-- What you should do --
Across the records below, report how many lines include the word "vertical", stating the number alone.

Content starts

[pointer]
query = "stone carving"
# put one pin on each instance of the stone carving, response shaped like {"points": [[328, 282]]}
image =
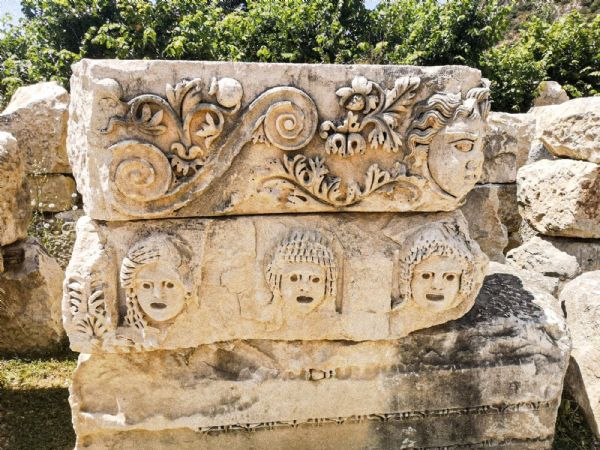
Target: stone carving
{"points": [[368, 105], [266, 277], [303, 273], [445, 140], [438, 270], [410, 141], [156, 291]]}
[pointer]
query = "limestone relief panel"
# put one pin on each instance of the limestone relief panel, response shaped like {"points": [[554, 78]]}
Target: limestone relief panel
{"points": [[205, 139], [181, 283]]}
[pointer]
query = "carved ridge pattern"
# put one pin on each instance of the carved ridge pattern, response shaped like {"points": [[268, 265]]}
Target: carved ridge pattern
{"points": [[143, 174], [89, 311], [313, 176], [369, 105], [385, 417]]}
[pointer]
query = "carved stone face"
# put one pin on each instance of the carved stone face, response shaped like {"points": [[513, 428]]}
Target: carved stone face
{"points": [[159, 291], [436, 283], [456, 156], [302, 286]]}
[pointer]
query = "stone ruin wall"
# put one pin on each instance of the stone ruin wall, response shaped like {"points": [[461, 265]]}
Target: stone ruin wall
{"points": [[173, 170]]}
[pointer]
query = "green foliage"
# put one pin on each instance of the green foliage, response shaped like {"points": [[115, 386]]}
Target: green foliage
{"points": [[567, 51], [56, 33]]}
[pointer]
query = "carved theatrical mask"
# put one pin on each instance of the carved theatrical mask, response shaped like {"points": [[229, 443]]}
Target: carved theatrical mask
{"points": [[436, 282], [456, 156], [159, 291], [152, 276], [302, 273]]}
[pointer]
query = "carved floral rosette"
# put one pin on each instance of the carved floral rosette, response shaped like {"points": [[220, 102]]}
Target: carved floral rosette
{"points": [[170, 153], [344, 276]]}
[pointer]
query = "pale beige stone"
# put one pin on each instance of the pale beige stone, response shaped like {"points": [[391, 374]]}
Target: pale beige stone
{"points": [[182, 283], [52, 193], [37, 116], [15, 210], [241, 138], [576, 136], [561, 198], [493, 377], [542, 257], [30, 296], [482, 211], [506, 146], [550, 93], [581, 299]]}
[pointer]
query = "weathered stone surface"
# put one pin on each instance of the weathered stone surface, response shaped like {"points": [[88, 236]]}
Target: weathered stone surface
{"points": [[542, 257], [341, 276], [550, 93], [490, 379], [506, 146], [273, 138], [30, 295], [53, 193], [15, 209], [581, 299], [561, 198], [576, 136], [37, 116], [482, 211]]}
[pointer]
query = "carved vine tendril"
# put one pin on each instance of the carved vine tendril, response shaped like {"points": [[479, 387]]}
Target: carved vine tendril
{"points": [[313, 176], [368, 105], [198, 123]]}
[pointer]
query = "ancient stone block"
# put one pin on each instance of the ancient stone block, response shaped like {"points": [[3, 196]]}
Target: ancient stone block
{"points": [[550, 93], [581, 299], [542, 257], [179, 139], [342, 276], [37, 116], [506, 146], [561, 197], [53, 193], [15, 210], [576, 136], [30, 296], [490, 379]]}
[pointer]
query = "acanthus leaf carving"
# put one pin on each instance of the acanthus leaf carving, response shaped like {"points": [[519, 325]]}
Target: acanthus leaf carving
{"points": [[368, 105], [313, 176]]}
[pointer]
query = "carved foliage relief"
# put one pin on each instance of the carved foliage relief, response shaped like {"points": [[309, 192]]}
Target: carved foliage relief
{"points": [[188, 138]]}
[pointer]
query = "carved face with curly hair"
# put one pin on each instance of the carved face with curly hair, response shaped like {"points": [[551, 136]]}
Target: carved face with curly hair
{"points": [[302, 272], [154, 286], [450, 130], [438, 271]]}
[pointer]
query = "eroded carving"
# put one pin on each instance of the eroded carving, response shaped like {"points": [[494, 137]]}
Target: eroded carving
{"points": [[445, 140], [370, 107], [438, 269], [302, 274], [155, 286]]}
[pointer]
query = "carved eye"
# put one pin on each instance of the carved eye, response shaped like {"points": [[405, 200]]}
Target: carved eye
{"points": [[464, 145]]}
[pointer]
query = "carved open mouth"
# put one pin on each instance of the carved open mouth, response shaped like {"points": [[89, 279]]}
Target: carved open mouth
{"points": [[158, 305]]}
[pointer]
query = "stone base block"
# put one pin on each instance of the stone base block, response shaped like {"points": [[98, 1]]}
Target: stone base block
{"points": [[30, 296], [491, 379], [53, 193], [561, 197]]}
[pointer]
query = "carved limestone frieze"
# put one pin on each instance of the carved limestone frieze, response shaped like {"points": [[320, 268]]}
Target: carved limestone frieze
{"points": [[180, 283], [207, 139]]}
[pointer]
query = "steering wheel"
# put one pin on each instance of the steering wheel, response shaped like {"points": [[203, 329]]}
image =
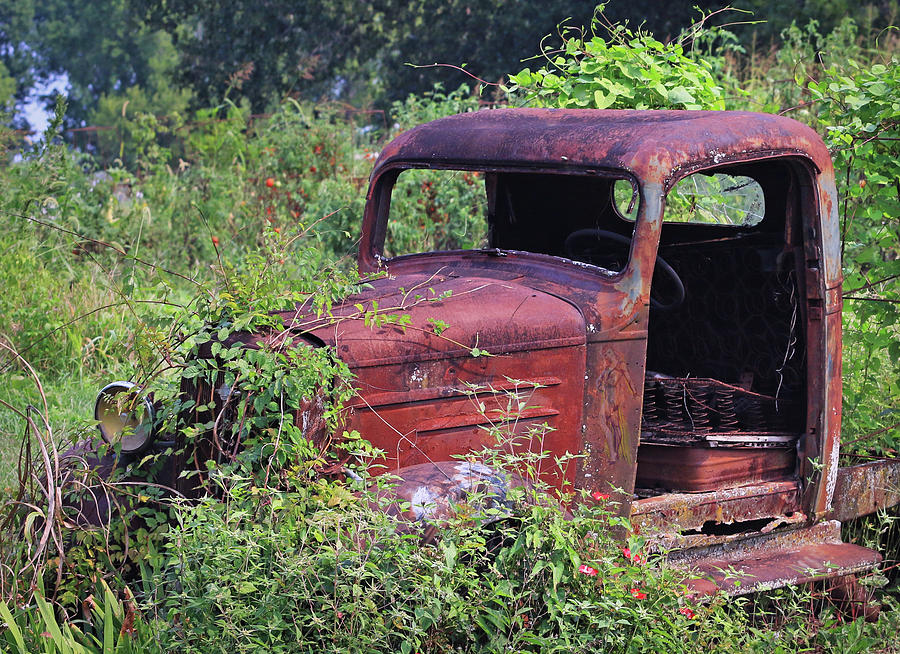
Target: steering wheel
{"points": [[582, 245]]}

Content ends
Content starts

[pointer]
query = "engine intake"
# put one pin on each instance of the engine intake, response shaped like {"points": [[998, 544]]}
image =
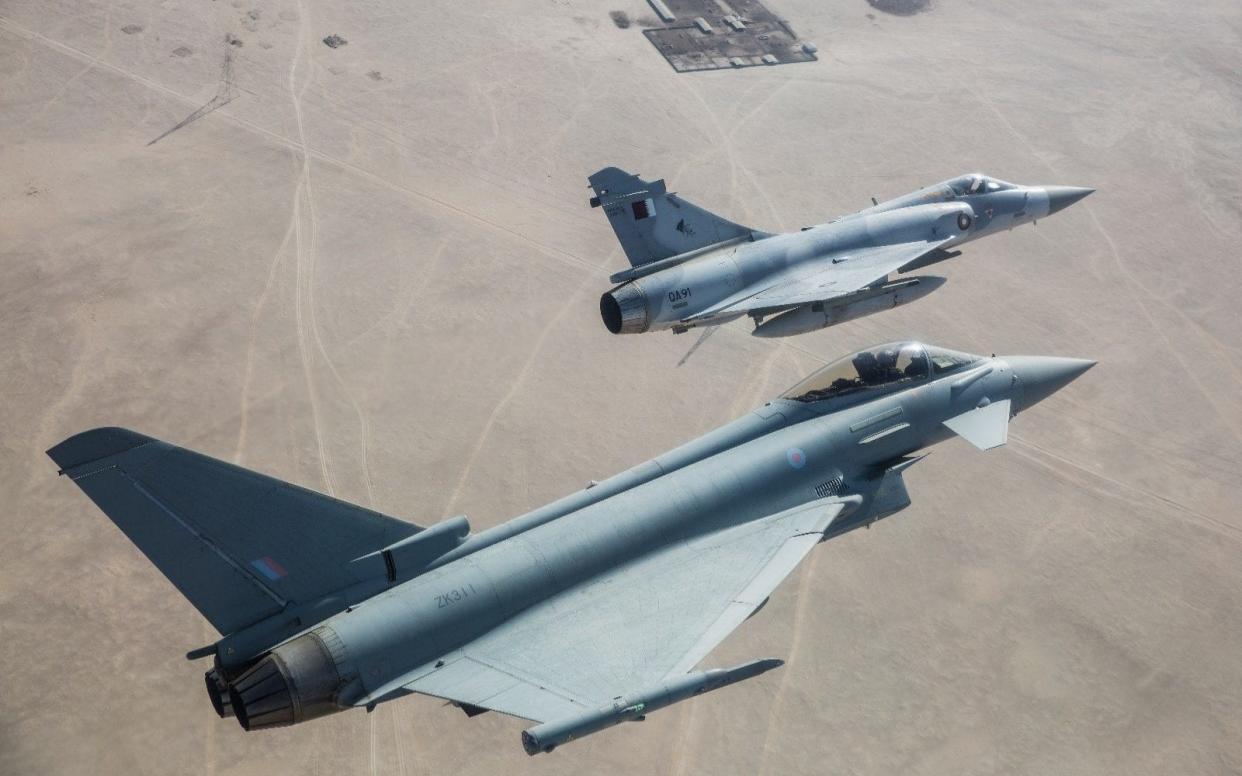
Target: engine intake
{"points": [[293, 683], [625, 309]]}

Content ends
Content starts

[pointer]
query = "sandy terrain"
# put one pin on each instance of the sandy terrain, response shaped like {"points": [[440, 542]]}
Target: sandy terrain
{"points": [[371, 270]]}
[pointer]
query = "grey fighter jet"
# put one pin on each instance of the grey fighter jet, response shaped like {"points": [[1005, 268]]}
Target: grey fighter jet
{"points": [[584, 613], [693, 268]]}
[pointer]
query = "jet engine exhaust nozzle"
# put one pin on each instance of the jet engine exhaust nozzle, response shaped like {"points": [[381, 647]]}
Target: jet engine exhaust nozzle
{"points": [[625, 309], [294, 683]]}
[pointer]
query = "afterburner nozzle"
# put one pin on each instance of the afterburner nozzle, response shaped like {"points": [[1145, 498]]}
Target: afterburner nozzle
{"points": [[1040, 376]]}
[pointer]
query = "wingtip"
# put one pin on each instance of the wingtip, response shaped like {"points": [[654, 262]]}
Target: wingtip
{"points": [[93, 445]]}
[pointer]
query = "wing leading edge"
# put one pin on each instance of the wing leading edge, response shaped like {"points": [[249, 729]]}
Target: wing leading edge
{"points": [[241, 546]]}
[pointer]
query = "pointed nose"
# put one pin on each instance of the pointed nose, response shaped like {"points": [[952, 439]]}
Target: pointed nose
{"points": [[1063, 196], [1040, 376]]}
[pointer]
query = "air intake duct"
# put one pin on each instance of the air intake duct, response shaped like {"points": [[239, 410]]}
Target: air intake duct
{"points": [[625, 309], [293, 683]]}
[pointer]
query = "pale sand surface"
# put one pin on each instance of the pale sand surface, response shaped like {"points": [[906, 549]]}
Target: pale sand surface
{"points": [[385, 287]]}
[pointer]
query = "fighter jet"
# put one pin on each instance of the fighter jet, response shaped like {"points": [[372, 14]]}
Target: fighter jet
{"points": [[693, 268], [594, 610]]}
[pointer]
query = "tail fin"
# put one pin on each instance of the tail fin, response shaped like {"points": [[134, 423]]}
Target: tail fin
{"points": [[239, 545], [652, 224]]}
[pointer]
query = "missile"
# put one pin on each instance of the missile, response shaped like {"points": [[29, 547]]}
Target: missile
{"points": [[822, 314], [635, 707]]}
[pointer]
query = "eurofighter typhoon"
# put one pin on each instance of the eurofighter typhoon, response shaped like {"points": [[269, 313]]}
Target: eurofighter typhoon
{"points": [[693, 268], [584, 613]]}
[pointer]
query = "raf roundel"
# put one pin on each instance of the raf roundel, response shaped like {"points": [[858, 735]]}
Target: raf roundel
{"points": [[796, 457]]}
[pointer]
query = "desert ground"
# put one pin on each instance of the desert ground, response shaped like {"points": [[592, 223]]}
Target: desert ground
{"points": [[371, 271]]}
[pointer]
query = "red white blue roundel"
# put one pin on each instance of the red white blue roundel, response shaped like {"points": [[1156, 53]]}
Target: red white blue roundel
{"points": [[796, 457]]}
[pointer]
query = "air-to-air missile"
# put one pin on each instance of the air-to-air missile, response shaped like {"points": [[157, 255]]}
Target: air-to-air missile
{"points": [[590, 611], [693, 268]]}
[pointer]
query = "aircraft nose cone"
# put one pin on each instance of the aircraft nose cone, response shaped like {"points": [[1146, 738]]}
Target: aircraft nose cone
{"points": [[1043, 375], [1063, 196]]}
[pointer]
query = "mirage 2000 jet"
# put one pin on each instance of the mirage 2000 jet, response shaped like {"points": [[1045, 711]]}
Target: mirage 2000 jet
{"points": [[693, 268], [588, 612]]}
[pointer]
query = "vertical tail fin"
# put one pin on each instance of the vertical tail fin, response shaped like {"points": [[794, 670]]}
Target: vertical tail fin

Content ends

-- Solution for this problem --
3